WASHINGTON, D.C. - Today, a group of New Jersey public charter school parents, schools, and the state charter school association filed a motion to intervene in Latino Action Network v. State of New Jersey, a lawsuit filed in May 2018.

In their misguided attacks on charter schools, Plaintiffs completely fail to acknowledge two fundamental facts:  that public charter schools are providing students in urban settings with a high-quality education; and, that public charter schools have been providing a solution to school segregation for years.

Missing the mark, Plaintiffs cite data that public charter schools serve a disproportionate number of Black and Latino students in New Jersey, without indicating that most public charter schools operate in urban neighborhoods where a large majority of Black and Latino students live.  Moreover, Plaintiffs choose to ignore a critical truth:   because public charter schools in New Jersey can enroll students across municipal boundaries, parents who want to make the choice to enroll their students in a diverse-by-design charter school can – and many do.

National Alliance Senior Director of Legal Affairs Rob Reed released the following statement:

“Plaintiffs conveniently overlook the fact that New Jersey public charter schools are providing a remedy to school segregation and, as such, are part of the solution, not the problem. Charter schools are committed to providing a quality public school for every student, and Plaintiffs’ assumption that schools serving predominantly students of color are inherently low-performing is simply incorrect, as New Jersey charter schools prove. 

With more than 35,000 students – primarily from urban communities – on waitlists in New Jersey, we should be looking to find ways to increase opportunities for children to attend high-quality public charter schools; the public should not be misled, and charter schools should not be scapegoated for segregation, a serious issue that requires thoughtful wide-ranging solutions.

A recent Urban Institute study found that New Jersey’s public charter schools did not contribute to school segregation and are instead leading the way in breaking down barriers of race and zip code as they may serve children across municipal boundaries. Rather than laying blame, it would be wise to learn how public charter schools are creating intentionally diverse schools and delivering on the promise of a high-quality education for Garden State students.”

The National Charter School Legal Action Fund has supported this case since its inception and applauds charter school parents, the New Jersey Charter Schools Association and their partners for intervening in this case and valiantly fighting to protect parent choice while pushing back on the unfounded and deeply flawed notion that high-quality charter schools, chosen by parents and families of color, are the cause of school segregation in New Jersey.

= Exercise set =
1/ Reproduce the press release from "WASHINGTON, D.C. - Today, a" up to and including "segregation for years.".
2/ Answer these questions from the press release:
(a) When was Latino Action Network v. State of New Jersey filed?
(b) How many students are on waitlists in New Jersey?
(c) Which organization conducted the study that found New Jersey's public charter schools did not contribute to school segregation?
3/ According to the press release, who filed the motion to intervene in the lawsuit? List each party.
Rely solely on the press release and consult no other source.

= Raw data =
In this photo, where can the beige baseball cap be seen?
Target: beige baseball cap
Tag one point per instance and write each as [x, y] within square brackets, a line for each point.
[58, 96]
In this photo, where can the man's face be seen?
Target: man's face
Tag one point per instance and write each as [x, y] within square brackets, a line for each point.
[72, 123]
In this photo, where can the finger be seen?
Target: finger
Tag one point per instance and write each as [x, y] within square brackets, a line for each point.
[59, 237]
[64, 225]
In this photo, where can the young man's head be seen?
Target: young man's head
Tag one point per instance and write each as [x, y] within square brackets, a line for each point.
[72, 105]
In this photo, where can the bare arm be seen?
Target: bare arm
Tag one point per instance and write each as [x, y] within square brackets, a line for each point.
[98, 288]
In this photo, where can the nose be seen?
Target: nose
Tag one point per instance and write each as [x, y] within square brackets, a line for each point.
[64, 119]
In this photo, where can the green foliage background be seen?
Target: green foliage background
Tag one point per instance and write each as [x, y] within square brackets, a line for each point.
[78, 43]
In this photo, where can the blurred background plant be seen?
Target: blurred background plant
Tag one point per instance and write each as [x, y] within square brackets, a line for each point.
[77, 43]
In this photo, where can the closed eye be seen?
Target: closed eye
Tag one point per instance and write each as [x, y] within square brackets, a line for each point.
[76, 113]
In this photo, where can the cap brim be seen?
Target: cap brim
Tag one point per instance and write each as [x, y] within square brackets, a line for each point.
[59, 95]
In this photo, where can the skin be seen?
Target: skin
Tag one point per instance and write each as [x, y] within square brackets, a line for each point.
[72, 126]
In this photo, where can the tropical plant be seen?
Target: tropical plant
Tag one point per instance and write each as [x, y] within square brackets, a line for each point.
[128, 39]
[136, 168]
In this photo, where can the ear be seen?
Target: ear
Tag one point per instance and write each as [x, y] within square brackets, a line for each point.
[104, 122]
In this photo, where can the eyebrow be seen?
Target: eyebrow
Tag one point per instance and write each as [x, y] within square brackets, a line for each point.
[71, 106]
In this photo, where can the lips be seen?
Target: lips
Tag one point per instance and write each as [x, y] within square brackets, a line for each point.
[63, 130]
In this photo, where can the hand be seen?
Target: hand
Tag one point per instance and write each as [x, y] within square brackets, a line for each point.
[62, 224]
---
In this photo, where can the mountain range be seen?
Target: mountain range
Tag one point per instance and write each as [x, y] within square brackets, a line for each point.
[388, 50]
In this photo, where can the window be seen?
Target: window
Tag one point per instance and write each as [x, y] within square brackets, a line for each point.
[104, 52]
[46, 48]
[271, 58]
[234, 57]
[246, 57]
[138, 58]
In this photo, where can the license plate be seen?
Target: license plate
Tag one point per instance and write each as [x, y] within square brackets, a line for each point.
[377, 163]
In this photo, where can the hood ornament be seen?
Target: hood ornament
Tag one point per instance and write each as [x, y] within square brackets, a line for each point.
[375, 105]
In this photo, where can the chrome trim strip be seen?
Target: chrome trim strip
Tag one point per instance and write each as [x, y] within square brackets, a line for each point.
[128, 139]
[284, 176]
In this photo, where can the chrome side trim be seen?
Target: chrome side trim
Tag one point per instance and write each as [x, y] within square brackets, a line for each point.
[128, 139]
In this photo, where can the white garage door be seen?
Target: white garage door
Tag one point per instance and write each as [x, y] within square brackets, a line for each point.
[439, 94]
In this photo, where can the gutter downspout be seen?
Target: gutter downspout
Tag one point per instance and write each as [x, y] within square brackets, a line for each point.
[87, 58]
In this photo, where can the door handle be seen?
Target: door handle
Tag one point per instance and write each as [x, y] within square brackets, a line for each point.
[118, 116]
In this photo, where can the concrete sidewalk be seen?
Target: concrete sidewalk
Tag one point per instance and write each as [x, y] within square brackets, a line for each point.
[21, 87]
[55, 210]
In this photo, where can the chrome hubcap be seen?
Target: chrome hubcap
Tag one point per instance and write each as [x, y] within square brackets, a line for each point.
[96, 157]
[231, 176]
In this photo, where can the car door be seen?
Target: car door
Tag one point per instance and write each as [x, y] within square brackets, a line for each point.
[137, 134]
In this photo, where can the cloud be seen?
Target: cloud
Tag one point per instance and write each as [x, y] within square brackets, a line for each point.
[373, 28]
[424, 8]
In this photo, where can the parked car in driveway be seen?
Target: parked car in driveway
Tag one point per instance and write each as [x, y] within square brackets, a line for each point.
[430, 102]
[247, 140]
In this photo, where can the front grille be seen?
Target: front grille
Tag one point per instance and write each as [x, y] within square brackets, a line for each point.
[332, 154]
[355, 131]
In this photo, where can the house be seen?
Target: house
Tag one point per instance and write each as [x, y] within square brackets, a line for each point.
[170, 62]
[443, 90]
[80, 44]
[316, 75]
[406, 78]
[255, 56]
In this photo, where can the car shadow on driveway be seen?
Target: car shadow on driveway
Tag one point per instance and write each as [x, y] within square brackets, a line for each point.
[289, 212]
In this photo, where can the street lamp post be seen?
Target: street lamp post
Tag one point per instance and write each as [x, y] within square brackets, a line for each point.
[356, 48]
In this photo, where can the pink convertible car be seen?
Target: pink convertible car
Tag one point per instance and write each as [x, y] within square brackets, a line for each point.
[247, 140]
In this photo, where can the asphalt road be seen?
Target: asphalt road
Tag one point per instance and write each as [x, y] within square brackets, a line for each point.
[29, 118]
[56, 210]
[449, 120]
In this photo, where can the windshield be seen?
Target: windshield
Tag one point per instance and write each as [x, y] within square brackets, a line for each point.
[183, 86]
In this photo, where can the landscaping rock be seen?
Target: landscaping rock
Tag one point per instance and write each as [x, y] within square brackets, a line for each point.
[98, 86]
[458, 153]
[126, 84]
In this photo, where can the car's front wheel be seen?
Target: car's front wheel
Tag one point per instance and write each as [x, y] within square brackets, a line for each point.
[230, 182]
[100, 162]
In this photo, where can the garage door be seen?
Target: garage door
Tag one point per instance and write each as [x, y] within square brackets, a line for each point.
--
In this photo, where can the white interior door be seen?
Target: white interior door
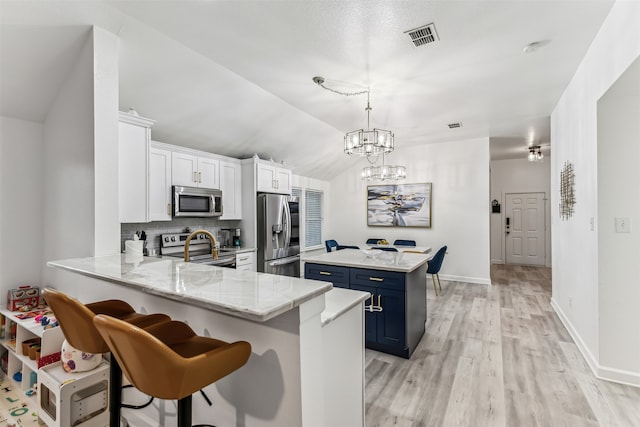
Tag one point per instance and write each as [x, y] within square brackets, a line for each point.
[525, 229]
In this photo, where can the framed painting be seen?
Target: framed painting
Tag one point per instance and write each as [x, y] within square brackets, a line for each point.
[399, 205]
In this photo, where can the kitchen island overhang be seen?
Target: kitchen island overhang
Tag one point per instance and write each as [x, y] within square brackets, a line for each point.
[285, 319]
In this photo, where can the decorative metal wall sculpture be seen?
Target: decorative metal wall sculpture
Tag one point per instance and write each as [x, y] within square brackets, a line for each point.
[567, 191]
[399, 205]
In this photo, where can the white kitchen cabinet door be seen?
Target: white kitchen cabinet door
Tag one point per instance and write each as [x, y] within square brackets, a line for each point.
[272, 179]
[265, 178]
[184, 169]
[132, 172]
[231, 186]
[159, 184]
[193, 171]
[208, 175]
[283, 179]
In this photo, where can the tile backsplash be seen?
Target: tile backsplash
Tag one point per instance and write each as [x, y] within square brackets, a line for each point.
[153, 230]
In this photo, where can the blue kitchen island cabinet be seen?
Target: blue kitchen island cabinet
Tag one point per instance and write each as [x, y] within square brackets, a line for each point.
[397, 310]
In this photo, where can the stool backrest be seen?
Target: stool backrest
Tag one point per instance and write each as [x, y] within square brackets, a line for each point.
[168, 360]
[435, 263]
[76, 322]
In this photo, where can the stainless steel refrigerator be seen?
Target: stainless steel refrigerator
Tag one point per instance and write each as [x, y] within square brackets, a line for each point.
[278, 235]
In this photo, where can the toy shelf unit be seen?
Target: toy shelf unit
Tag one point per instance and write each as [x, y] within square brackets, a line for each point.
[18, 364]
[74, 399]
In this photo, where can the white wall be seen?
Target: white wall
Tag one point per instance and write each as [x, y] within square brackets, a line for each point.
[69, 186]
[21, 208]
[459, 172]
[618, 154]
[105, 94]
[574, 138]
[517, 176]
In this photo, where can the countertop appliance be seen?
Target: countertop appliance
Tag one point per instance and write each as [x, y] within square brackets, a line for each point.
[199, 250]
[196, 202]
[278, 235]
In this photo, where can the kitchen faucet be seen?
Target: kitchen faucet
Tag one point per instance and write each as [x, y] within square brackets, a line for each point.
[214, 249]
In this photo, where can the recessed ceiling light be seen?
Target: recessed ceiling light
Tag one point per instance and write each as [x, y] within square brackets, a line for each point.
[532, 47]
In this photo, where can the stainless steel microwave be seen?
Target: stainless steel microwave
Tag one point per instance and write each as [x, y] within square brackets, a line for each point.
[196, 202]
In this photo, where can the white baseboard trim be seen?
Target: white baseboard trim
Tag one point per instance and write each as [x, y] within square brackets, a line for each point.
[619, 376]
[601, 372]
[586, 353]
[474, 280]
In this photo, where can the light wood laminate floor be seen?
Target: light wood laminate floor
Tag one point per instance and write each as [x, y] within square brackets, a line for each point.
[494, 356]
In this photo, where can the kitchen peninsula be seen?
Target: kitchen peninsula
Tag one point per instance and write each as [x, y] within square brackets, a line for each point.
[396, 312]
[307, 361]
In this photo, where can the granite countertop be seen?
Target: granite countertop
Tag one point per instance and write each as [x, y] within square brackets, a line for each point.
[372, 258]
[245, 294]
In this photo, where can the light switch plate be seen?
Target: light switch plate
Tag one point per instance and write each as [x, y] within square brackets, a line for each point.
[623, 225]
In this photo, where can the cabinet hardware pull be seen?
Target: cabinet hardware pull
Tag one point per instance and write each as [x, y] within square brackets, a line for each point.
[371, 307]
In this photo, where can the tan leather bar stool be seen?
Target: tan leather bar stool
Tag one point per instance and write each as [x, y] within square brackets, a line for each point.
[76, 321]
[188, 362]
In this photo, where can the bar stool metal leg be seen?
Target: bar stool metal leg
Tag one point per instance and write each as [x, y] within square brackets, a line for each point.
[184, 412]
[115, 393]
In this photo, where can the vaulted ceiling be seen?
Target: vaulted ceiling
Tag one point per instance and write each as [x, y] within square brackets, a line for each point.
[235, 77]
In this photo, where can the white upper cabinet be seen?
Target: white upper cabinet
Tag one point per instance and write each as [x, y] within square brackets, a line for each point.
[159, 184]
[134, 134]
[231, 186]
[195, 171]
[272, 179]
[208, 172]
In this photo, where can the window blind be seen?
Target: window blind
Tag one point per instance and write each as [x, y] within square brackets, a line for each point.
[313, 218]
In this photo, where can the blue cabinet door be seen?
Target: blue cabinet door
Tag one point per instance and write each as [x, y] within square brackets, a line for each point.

= The solutions =
1/
WASHINGTON, D.C. - Today, a group of New Jersey public charter school parents, schools, and the state charter school association filed a motion to intervene in Latino Action Network v. State of New Jersey, a lawsuit filed in May 2018.

In their misguided attacks on charter schools, Plaintiffs completely fail to acknowledge two fundamental facts:  that public charter schools are providing students in urban settings with a high-quality education; and, that public charter schools have been providing a solution to school segregation for years.

2/
(a) May 2018
(b) More than 35,000
(c) The Urban Institute

3/
- A group of New Jersey public charter school parents
- Schools
- The state charter school association